___ GIVEN INFORMATION ___

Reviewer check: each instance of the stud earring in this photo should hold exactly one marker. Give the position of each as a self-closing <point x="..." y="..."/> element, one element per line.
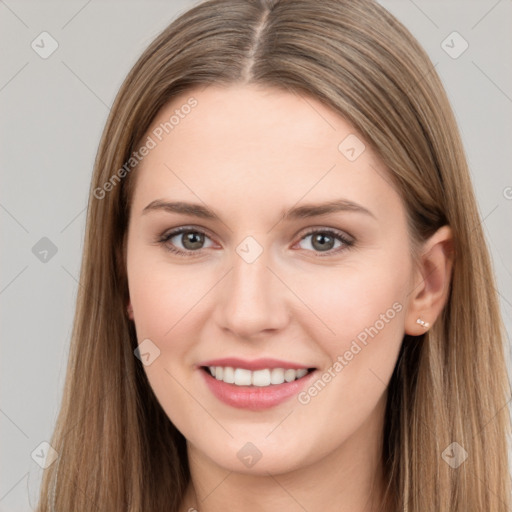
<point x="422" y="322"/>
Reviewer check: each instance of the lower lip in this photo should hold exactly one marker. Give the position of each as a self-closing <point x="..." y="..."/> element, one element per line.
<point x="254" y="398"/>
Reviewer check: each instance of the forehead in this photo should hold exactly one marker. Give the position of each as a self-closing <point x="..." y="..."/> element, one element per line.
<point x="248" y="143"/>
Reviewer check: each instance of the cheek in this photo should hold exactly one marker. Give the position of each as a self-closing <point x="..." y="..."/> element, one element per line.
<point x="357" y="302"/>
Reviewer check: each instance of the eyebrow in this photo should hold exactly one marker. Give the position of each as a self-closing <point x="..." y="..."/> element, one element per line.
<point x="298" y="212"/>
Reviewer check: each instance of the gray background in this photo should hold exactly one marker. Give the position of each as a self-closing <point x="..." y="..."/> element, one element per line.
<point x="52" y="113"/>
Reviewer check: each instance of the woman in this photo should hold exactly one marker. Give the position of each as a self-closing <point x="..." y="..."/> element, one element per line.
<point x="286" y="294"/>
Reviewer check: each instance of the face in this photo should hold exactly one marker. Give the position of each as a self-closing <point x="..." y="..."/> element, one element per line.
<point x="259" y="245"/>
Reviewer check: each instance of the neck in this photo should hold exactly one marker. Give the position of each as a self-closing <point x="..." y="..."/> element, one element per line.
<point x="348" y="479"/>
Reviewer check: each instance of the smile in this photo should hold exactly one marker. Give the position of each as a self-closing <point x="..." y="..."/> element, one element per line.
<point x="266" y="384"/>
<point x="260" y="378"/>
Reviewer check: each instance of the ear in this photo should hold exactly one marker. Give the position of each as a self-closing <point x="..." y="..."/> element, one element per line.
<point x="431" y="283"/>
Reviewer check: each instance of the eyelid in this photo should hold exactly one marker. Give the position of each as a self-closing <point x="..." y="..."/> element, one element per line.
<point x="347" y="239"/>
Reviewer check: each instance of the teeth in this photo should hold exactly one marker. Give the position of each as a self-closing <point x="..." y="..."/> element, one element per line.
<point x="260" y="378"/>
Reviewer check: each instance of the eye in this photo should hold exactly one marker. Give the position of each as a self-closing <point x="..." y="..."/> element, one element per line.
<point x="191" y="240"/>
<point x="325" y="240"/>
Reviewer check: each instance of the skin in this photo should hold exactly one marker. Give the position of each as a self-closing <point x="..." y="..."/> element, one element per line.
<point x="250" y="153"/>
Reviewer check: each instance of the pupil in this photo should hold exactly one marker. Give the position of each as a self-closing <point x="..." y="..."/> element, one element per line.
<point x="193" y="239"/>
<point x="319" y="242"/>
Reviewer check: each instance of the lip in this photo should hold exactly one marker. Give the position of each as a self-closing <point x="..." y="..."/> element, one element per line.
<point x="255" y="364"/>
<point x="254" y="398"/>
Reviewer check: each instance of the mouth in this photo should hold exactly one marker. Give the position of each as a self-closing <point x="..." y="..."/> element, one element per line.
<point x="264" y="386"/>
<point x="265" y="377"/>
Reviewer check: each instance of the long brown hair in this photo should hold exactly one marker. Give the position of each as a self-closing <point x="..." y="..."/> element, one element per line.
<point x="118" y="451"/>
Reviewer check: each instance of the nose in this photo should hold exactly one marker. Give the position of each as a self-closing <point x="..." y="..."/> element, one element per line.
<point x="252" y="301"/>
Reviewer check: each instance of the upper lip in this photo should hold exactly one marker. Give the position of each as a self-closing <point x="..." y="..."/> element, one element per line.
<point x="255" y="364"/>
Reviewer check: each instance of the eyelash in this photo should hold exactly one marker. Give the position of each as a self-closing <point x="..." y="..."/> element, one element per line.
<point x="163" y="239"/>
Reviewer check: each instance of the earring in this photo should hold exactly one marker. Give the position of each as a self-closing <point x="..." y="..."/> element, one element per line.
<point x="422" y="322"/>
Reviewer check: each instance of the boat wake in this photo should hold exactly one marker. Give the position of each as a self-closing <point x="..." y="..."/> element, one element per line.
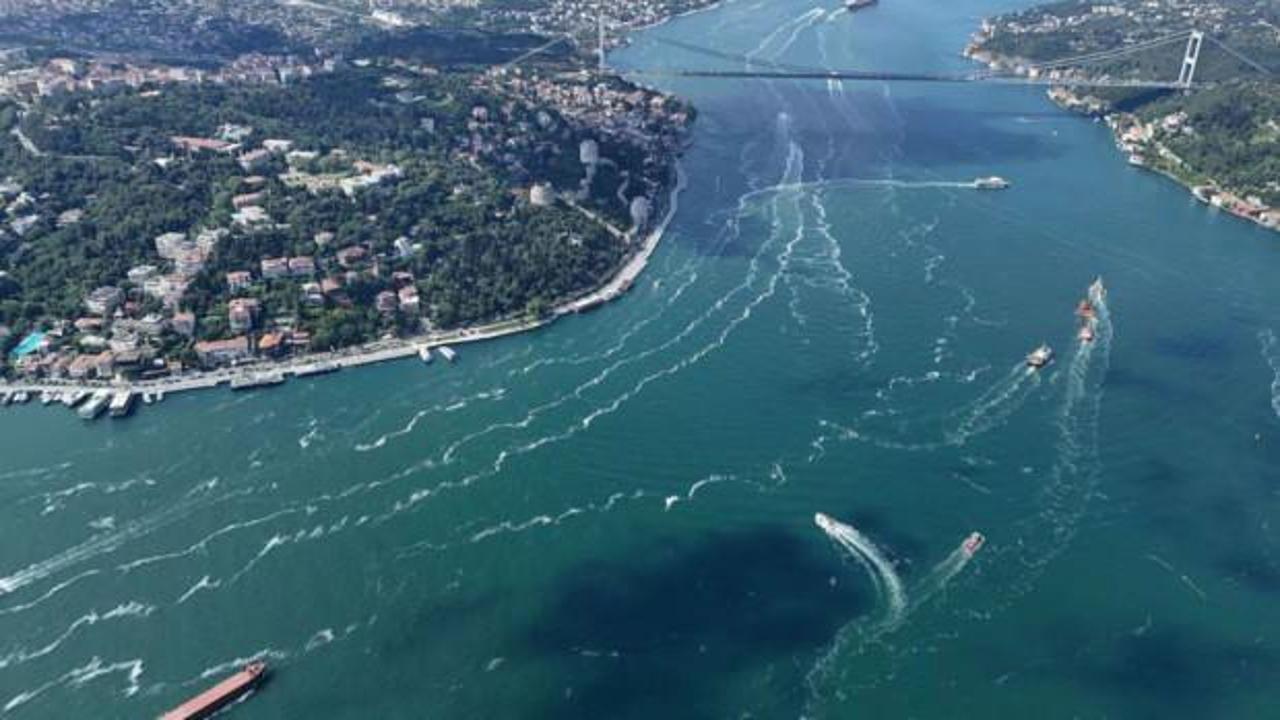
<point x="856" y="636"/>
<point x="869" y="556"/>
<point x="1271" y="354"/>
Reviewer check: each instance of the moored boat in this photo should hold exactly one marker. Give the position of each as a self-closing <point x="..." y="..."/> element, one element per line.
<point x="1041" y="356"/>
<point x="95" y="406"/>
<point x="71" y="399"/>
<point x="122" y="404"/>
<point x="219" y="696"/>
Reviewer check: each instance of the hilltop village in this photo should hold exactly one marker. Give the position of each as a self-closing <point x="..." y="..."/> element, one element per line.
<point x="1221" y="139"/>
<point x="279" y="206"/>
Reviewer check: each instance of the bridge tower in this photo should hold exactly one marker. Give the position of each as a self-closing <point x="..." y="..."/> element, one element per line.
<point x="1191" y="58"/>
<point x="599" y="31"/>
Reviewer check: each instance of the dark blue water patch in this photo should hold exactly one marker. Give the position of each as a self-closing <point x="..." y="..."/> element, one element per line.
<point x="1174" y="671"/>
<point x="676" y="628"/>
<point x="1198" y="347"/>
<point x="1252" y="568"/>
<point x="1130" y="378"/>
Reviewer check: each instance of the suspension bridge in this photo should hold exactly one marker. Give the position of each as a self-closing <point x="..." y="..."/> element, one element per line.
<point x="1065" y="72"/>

___

• [WORK TO COMPLETE] Quote the records above exactly, leaving out any pictures.

• [TASK RESPONSE]
Reviewer check: each instance of the stud earring in this photo should hold exactly one marker. Give the position of each as a self-closing <point x="..." y="..."/> element, one element per line.
<point x="422" y="322"/>
Reviewer check: each instance of the lower lip in this photo should hold exactly one marker. Give the position of each as a self-closing <point x="..." y="..."/> element, one element per line.
<point x="254" y="398"/>
Reviewer check: each instance of the forehead in this photo should hold exactly one marker. Give the position of each as a self-closing <point x="..." y="..."/> element, one element per line.
<point x="248" y="143"/>
Reviewer check: each instance of the cheek in this photo should hold exactly one marker. Give the position of each as a self-closing <point x="..." y="..."/> element, one element per line.
<point x="357" y="302"/>
Reviewer check: each instance of the eyebrow in this photo should hold exactly one marker. Give the position of each as a self-closing <point x="..." y="..."/> element, one element per line.
<point x="298" y="212"/>
Reviewer check: each instance of the gray background in this photo should hold exactly one marker. Give the position of each as a self-closing <point x="..." y="..."/> element, one element per line.
<point x="52" y="113"/>
Reviewer check: each instance of the woman in this photo should hold exactly one marker. Give the position of each as a self-closing <point x="..." y="..."/> element, one element per line.
<point x="286" y="294"/>
Reviewer check: each instance of the face in this photo should hold exactly one marker. Give the position of each as a self-closing <point x="..." y="..."/> element, one element per line.
<point x="259" y="245"/>
Reviewer check: each instance of the neck in this photo should hold exactly one marker. Give the position of each as a self-closing <point x="..." y="..."/> element, one element per line.
<point x="348" y="479"/>
Reviewer check: each instance of the smile in this photo should hold exactly one marker. Give the position of each as a self-closing <point x="..." y="..."/> element, one element per line.
<point x="266" y="384"/>
<point x="260" y="378"/>
Reviewer check: each instance of the ear in this photo should hold exactly one marker. Give the position of each as a self-closing <point x="..." y="..."/> element, one element per line.
<point x="431" y="283"/>
Reviewer check: each instance of the eyelid in this photo should hold exactly one marker. Give the position of each as a self-closing <point x="..." y="..."/> element, one element per line.
<point x="347" y="239"/>
Reviewer check: each instance of the teeth in this photo should hold exactly one marker. Give the position of each as a self-closing <point x="..." y="..."/> element, one element per line.
<point x="260" y="378"/>
Reviewer check: each instance of the eye in this photo should hold exactly one marker. Give the position of each as a self-closing <point x="..." y="..."/> element, one element per line.
<point x="191" y="240"/>
<point x="325" y="240"/>
Reviewer check: each instance of the skin in this photo should hold exactly one marker. Give the position of each as a self-closing <point x="..." y="..."/> element, one element per line.
<point x="250" y="153"/>
Reviewer check: each instance of the pupil in this photo should hold exactly one marker. Give the position of each as a self-closing <point x="..." y="..."/> element, one element per line.
<point x="193" y="239"/>
<point x="319" y="242"/>
Reviewer check: each instance of the lip in this photo should hold exactly one marker. Give the position of each as a self-closing <point x="..." y="..."/> element, one element per line.
<point x="255" y="364"/>
<point x="254" y="398"/>
Reviewer check: each instance of the mouth in this photo should hold exactly one marker. Give the position of each as a self-closing <point x="..." y="..."/> element, one element per line.
<point x="264" y="386"/>
<point x="265" y="377"/>
Reviewer check: each instance of the long brown hair in this photo should hold exactly one marker. Give the position of each as a self-closing <point x="..." y="..."/> element, one element per line.
<point x="118" y="451"/>
Reviewer check: each instance of the nose in this photo should hold exactly one marker. Give the position of each as a self-closing <point x="..." y="..."/> element, one element per line.
<point x="252" y="301"/>
Reviewer check: each instance of the upper lip in this photo should hold exactly one marker. Give the position of each as a self-closing <point x="..." y="..."/> element, one element per line.
<point x="255" y="364"/>
Reviewer check: each instance of the eyelash in this photo should hold exactly one marker. Give the position of each as a self-closing <point x="..." y="..."/> element, one element per line.
<point x="163" y="239"/>
Reviewer check: each instance of the earring in this photo should hold exactly one marker. Give the position of each as a self-closing <point x="..." y="..."/> element, one element per line.
<point x="422" y="322"/>
Reviewer check: each instance of the boat wake in this photo should hold exactly one marker. Give the position of each as a self-closing <point x="..." y="..."/> element, one element per line.
<point x="856" y="636"/>
<point x="869" y="556"/>
<point x="1271" y="354"/>
Reviewer check: each instance of the moored boat in this photo should hold exactly one marker. Give the position of each as a self-closing <point x="..." y="..."/> element, one element per line.
<point x="1041" y="356"/>
<point x="95" y="406"/>
<point x="71" y="399"/>
<point x="122" y="404"/>
<point x="219" y="696"/>
Reviewer check: each instance of the hilltop village in this photo should hold exactly one marker. Give the position of each as a self-closing <point x="..." y="..."/> element, one element per line.
<point x="1221" y="139"/>
<point x="279" y="206"/>
Reviewer check: each instance of the bridge tower in this photo should hold exactly one marker. Give the position of each as a self-closing <point x="..." y="..."/> element, one element per line.
<point x="1191" y="58"/>
<point x="599" y="31"/>
Reviewer check: each instance of the dark blue water patch in this photo should hold exactly one marker. Give the position of each as a self-closing <point x="..." y="..."/> element, one element per line.
<point x="1174" y="671"/>
<point x="676" y="628"/>
<point x="1198" y="347"/>
<point x="1252" y="568"/>
<point x="1130" y="378"/>
Reviewer check: each instance of the suspension bridge in this photo should hold exactly one marker. Give the position of each as a self-closing <point x="..." y="..."/> element, one element per line.
<point x="1065" y="72"/>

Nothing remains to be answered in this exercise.